Entries provided
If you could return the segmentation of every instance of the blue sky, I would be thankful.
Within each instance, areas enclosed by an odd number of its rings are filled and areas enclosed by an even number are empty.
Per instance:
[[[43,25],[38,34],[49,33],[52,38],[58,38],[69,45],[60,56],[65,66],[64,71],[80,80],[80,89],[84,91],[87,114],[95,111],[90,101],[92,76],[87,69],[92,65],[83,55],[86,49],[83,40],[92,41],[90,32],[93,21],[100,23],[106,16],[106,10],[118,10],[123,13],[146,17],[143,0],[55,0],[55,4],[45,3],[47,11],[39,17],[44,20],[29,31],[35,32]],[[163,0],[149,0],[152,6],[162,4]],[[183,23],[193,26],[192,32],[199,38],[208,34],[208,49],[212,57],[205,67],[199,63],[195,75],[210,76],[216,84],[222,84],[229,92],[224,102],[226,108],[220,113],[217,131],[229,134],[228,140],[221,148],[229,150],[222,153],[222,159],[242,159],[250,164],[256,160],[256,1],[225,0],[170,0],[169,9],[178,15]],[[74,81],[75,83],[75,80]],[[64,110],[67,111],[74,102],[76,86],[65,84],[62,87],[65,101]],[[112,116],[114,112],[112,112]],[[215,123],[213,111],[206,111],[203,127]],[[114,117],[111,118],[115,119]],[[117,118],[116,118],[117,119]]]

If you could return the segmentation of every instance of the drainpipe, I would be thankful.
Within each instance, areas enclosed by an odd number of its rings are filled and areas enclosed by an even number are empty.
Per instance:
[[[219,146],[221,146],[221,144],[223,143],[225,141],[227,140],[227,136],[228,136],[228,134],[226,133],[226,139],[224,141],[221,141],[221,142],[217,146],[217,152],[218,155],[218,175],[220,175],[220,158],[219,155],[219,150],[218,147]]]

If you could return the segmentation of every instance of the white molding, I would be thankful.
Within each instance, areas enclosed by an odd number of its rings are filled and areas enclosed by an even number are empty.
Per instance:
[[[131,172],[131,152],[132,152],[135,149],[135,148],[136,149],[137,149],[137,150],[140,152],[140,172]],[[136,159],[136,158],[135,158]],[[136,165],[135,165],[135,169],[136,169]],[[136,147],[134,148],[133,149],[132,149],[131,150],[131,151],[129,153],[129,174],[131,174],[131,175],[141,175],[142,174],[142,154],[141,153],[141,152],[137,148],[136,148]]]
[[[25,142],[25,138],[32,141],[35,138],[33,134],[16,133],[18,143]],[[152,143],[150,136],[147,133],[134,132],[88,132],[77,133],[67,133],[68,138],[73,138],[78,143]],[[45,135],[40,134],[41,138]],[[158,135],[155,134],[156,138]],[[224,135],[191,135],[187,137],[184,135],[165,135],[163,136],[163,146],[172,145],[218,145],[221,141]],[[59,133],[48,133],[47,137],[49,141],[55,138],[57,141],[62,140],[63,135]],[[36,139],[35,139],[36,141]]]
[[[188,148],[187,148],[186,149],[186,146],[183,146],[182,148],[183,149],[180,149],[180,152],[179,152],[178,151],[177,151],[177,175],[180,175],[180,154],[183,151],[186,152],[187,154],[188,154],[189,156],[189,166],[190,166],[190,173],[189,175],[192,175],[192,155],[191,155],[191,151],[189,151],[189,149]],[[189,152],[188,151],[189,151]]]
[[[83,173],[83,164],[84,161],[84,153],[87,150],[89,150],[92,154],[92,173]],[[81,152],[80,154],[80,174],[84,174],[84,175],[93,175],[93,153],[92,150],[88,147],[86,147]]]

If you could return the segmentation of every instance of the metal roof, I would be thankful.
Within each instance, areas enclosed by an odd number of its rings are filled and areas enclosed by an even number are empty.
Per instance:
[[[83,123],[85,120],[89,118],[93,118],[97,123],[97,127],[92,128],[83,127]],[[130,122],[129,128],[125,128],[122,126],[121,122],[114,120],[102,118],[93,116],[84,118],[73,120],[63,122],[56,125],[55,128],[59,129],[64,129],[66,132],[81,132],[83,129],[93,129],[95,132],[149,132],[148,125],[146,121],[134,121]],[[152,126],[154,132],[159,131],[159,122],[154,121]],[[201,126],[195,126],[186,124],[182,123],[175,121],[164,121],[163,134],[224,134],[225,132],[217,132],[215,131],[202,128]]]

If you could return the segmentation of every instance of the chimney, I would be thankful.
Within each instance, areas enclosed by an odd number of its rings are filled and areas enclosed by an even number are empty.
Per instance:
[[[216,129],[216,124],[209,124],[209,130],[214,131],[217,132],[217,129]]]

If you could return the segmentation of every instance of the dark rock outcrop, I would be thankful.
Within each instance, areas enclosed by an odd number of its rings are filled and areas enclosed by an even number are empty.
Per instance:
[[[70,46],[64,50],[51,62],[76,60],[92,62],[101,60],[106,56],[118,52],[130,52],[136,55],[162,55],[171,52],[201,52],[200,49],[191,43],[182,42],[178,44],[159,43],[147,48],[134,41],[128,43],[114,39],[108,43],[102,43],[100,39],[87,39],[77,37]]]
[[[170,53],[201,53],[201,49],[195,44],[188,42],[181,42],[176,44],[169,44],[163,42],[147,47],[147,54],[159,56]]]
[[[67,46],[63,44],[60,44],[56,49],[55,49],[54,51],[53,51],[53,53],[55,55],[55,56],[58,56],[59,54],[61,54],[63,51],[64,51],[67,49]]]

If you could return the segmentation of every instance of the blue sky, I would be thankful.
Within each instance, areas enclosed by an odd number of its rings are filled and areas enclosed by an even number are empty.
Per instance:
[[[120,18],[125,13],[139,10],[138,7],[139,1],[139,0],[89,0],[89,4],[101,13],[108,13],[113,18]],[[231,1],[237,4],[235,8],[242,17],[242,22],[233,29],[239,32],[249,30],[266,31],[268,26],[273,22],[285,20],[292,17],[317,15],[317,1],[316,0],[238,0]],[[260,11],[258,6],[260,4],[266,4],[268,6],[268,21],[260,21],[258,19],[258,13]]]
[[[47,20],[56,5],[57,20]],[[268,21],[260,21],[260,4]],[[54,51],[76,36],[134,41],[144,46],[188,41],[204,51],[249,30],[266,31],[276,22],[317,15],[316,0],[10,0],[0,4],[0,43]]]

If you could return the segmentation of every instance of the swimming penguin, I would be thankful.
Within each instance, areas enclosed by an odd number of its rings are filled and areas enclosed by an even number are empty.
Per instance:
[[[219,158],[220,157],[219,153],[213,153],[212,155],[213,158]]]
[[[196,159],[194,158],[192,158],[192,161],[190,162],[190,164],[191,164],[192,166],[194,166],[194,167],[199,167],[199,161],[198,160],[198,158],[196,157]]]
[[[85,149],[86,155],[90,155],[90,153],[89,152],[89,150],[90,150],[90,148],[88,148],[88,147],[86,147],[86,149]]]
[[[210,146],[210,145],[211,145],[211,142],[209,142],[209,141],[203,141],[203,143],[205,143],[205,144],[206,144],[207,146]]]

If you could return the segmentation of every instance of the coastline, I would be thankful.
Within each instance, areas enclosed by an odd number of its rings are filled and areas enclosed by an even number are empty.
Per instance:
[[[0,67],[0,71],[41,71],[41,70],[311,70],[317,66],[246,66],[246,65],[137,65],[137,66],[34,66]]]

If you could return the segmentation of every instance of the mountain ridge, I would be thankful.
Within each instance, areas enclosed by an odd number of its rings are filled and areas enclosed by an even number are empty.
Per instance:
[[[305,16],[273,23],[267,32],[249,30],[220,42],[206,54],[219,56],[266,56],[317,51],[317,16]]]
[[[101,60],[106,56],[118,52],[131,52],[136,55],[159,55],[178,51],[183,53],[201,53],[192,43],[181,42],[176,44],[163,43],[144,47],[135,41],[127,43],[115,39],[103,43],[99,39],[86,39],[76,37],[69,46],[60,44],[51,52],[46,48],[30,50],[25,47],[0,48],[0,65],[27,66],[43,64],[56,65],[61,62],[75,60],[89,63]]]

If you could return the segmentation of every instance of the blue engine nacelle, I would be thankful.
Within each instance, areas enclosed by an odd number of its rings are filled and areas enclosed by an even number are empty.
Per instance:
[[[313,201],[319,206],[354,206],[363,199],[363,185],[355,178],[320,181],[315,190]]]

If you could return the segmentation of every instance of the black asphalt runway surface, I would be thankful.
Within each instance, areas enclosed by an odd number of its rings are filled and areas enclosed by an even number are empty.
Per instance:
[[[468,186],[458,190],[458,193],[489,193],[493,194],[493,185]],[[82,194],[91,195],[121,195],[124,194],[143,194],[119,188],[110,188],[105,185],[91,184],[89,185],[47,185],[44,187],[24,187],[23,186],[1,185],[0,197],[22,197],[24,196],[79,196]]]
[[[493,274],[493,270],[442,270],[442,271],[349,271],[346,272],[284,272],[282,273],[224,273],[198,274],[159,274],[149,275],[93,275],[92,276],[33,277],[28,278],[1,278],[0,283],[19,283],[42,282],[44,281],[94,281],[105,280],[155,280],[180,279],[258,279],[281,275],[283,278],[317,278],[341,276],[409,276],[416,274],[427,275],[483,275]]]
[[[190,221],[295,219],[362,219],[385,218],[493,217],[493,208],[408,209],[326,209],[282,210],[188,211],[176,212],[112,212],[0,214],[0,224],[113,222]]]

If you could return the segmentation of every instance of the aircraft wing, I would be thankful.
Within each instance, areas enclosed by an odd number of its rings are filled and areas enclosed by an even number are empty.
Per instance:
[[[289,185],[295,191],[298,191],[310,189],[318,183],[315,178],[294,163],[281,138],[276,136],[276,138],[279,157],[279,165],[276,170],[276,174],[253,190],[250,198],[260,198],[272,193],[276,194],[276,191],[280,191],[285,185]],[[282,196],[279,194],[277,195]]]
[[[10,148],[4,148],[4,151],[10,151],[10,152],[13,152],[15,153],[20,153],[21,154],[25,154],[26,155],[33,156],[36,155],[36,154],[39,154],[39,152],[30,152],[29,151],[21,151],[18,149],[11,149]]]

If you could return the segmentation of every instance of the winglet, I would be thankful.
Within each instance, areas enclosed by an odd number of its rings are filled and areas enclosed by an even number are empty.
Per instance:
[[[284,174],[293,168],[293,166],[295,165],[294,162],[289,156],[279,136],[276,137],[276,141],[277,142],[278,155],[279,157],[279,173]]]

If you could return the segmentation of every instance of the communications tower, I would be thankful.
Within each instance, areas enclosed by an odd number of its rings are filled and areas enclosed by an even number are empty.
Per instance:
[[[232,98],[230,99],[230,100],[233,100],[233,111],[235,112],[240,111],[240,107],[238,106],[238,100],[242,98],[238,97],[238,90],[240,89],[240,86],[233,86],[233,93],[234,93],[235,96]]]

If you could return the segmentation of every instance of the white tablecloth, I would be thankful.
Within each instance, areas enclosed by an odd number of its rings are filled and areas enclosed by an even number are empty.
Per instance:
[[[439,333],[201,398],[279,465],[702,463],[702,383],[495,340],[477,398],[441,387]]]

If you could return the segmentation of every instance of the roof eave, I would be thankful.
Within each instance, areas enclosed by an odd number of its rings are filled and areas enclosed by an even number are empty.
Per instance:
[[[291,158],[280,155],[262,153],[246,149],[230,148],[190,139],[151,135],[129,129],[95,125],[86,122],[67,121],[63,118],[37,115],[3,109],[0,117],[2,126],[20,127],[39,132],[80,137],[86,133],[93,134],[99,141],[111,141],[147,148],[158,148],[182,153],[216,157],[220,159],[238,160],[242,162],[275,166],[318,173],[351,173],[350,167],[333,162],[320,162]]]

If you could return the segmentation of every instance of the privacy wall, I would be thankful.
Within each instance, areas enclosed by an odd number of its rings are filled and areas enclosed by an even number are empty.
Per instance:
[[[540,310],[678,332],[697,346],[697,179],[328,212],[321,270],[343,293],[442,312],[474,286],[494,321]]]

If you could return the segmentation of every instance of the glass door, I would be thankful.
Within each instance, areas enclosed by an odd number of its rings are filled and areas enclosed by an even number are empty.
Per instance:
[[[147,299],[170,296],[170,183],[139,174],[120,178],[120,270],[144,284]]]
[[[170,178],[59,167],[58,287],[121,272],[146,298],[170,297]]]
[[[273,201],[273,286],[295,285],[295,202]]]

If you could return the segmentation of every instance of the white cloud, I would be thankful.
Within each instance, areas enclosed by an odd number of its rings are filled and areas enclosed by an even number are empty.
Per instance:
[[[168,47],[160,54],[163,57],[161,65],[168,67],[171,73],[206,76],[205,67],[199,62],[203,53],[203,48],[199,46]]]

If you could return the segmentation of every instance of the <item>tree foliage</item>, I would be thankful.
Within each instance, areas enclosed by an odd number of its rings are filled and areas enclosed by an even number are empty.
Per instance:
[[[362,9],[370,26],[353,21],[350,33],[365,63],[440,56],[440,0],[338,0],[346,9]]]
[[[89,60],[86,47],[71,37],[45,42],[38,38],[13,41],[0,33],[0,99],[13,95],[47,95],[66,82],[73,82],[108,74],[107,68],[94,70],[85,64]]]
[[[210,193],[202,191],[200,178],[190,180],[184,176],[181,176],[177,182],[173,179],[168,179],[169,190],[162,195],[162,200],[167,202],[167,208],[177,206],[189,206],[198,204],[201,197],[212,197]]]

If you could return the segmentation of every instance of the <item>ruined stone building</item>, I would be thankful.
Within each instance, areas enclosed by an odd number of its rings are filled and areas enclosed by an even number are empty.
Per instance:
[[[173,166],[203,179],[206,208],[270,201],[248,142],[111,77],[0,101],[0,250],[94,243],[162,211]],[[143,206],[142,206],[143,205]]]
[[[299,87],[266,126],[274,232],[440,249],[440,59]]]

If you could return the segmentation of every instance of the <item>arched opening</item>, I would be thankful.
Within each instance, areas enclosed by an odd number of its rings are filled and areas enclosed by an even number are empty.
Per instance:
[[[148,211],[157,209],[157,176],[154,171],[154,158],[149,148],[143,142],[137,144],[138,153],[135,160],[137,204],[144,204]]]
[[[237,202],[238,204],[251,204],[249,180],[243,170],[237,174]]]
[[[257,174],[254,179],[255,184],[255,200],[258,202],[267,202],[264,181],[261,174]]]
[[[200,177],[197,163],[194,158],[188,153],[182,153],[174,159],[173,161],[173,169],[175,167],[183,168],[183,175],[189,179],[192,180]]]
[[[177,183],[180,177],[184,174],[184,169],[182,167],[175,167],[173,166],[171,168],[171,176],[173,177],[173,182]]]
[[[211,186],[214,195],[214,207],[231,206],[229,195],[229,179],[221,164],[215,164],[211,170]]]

What is asked
Exactly reproduce the lines from the one containing "building</item>, I would be thankful." through the end of the records, and only those lines.

Task result
If you could return the segmentation of every instance of the <item>ruined stone building</item>, I would be thankful.
Within each instance, areas enclosed by an odd number of its rings are filled and areas enclosed by an even number are empty.
Per instance:
[[[173,166],[203,179],[206,208],[270,201],[248,142],[111,77],[0,101],[0,250],[94,243],[162,211]],[[143,206],[142,206],[143,205]]]
[[[299,87],[266,126],[274,232],[440,249],[440,59]]]

If you could return the segmentation of every instance of the <item>arched opening</item>, I would be thankful.
Within each instance, areas enclosed by an odd number of its rings are filled and areas enclosed by an even number are empty.
Per instance:
[[[148,211],[157,209],[157,176],[154,171],[154,158],[149,148],[143,142],[137,144],[138,153],[135,160],[137,204],[144,204]]]
[[[237,202],[238,204],[251,204],[249,180],[243,170],[237,174]]]
[[[257,174],[254,179],[255,184],[255,200],[258,202],[267,202],[264,181],[261,174]]]
[[[200,177],[197,163],[194,158],[188,153],[182,153],[174,159],[173,161],[173,169],[175,167],[183,168],[183,175],[189,179],[192,180]]]
[[[177,183],[180,177],[184,174],[184,169],[182,167],[175,167],[173,166],[171,168],[171,176],[173,177],[173,182]]]
[[[211,186],[214,195],[214,207],[231,206],[229,195],[229,179],[221,164],[215,164],[211,170]]]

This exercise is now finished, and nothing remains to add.